● **Exercise objective**
Return the records exactly as they are.

(Data items)

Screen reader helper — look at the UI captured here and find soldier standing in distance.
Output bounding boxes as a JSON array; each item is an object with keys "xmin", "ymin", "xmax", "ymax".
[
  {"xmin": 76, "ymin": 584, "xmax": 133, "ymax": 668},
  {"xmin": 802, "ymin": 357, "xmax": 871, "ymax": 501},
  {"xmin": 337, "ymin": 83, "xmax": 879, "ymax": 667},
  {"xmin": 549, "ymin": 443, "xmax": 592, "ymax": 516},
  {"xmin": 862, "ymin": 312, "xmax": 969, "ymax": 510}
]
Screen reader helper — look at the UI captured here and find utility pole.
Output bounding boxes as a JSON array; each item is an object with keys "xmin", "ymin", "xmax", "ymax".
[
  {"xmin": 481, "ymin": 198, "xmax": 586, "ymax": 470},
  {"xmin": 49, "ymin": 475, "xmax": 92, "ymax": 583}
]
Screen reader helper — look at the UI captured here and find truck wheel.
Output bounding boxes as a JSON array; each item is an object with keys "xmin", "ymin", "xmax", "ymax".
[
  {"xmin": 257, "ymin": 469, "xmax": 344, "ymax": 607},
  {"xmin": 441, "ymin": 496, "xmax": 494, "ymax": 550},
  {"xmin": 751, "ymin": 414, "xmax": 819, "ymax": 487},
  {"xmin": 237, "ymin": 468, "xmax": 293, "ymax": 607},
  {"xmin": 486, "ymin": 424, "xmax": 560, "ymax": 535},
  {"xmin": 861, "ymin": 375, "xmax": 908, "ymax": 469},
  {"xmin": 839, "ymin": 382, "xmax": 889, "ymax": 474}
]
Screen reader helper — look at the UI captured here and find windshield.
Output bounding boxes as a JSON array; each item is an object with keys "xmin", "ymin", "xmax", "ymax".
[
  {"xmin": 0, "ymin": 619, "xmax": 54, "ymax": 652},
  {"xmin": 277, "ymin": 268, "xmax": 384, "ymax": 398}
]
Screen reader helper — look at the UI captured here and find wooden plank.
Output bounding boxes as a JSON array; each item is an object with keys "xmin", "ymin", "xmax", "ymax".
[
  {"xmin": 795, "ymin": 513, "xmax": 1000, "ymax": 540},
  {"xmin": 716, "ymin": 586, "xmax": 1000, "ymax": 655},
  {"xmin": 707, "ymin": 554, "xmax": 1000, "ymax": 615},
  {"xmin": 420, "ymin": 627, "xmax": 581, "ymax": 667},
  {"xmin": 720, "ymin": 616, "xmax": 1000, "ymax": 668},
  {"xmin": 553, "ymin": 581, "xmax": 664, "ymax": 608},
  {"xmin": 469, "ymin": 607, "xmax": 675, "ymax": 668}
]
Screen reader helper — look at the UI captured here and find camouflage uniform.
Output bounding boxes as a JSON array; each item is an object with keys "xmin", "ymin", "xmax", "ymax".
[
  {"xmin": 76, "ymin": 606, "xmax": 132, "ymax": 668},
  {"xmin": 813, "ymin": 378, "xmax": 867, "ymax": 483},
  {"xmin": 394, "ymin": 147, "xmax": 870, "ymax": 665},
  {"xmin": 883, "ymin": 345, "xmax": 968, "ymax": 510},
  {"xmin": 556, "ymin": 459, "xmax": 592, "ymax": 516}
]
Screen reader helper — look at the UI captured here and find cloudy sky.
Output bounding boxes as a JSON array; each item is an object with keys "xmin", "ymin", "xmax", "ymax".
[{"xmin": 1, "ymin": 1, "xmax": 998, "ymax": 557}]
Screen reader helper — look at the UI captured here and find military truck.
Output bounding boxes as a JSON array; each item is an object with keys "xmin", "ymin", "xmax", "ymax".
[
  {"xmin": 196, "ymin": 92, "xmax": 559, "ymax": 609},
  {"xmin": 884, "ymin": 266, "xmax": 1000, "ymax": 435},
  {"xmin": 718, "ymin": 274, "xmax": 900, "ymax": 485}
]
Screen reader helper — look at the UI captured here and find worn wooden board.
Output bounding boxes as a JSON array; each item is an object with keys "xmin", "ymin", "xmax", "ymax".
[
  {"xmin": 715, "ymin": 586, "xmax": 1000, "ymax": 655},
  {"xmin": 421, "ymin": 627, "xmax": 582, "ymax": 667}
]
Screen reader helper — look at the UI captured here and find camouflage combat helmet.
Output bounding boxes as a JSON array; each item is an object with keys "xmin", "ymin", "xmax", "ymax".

● **Response**
Screen reader helper — look at the UI captured here and find soldier standing in distance.
Output bounding boxes as a JSON array; each item is an object with keys "xmin", "ymin", "xmax", "ymax".
[
  {"xmin": 76, "ymin": 584, "xmax": 133, "ymax": 668},
  {"xmin": 802, "ymin": 357, "xmax": 871, "ymax": 501},
  {"xmin": 337, "ymin": 83, "xmax": 879, "ymax": 667},
  {"xmin": 549, "ymin": 443, "xmax": 592, "ymax": 516},
  {"xmin": 862, "ymin": 312, "xmax": 969, "ymax": 510}
]
Screen reader helper — look at the UI captured here and find utility pole.
Output bounding boxes as a JSON array; each item is an object with keys "xmin", "ymin", "xmax", "ymax".
[
  {"xmin": 481, "ymin": 198, "xmax": 586, "ymax": 470},
  {"xmin": 49, "ymin": 475, "xmax": 92, "ymax": 583}
]
Screen reader helper — look at the UI captured here and find truck wheel.
Output bounding boxes as a JSON array; each item is an object with keys "xmin", "ymin", "xmax", "ymax".
[
  {"xmin": 257, "ymin": 469, "xmax": 344, "ymax": 607},
  {"xmin": 441, "ymin": 496, "xmax": 494, "ymax": 550},
  {"xmin": 751, "ymin": 414, "xmax": 819, "ymax": 487},
  {"xmin": 237, "ymin": 468, "xmax": 293, "ymax": 607},
  {"xmin": 486, "ymin": 424, "xmax": 560, "ymax": 535},
  {"xmin": 861, "ymin": 375, "xmax": 908, "ymax": 469},
  {"xmin": 839, "ymin": 382, "xmax": 889, "ymax": 474}
]
Screen reader helper — look at the UI captured here and find windshield.
Output bounding boxes as a JSON array; each item is an object with keys "xmin", "ymin", "xmax", "ymax".
[
  {"xmin": 0, "ymin": 619, "xmax": 54, "ymax": 652},
  {"xmin": 277, "ymin": 268, "xmax": 384, "ymax": 398}
]
Screen reader helper — look at the UI captured here and find wooden plank.
Output bounding boxes as a JSON array; each item is an object with keys "xmin", "ymin", "xmax", "ymax".
[
  {"xmin": 795, "ymin": 513, "xmax": 1000, "ymax": 540},
  {"xmin": 716, "ymin": 586, "xmax": 1000, "ymax": 655},
  {"xmin": 707, "ymin": 554, "xmax": 1000, "ymax": 615},
  {"xmin": 420, "ymin": 627, "xmax": 581, "ymax": 667},
  {"xmin": 720, "ymin": 616, "xmax": 1000, "ymax": 668},
  {"xmin": 553, "ymin": 581, "xmax": 664, "ymax": 608},
  {"xmin": 469, "ymin": 607, "xmax": 675, "ymax": 668}
]
Screen reader helper — look at the UI captured here and find camouflage uniform.
Output bounding boxes as a JSON array; each item is an object with keys "xmin", "ymin", "xmax", "ymax".
[
  {"xmin": 76, "ymin": 606, "xmax": 132, "ymax": 668},
  {"xmin": 813, "ymin": 378, "xmax": 867, "ymax": 483},
  {"xmin": 394, "ymin": 147, "xmax": 870, "ymax": 665},
  {"xmin": 883, "ymin": 345, "xmax": 968, "ymax": 510},
  {"xmin": 556, "ymin": 459, "xmax": 592, "ymax": 516}
]
Screen reader helper — look at the UI captured here and find cloudy sky.
Output bounding boxes as a JSON array; each item is an object with keys "xmin", "ymin", "xmax", "ymax".
[{"xmin": 1, "ymin": 1, "xmax": 998, "ymax": 557}]
Screen reader helper — look at the UI captured here and find military truck.
Output bounding boxes as a JSON array; each item is an object with keys "xmin", "ymin", "xmax", "ymax".
[
  {"xmin": 196, "ymin": 92, "xmax": 559, "ymax": 609},
  {"xmin": 884, "ymin": 266, "xmax": 1000, "ymax": 435},
  {"xmin": 718, "ymin": 274, "xmax": 900, "ymax": 485}
]
Screen reader helper — look at the UI captured here and find worn wooden board.
Output bounding boxes as a JSON array; each item is an object with keys "xmin", "ymin", "xmax", "ymax".
[
  {"xmin": 715, "ymin": 586, "xmax": 1000, "ymax": 655},
  {"xmin": 421, "ymin": 627, "xmax": 582, "ymax": 667}
]
Screen reader helper — look at the UI captured here and find camouflage combat helmet.
Output bounding boxes as a JSON array; each item is an object with keys "xmin", "ymin", "xmax", "ymax".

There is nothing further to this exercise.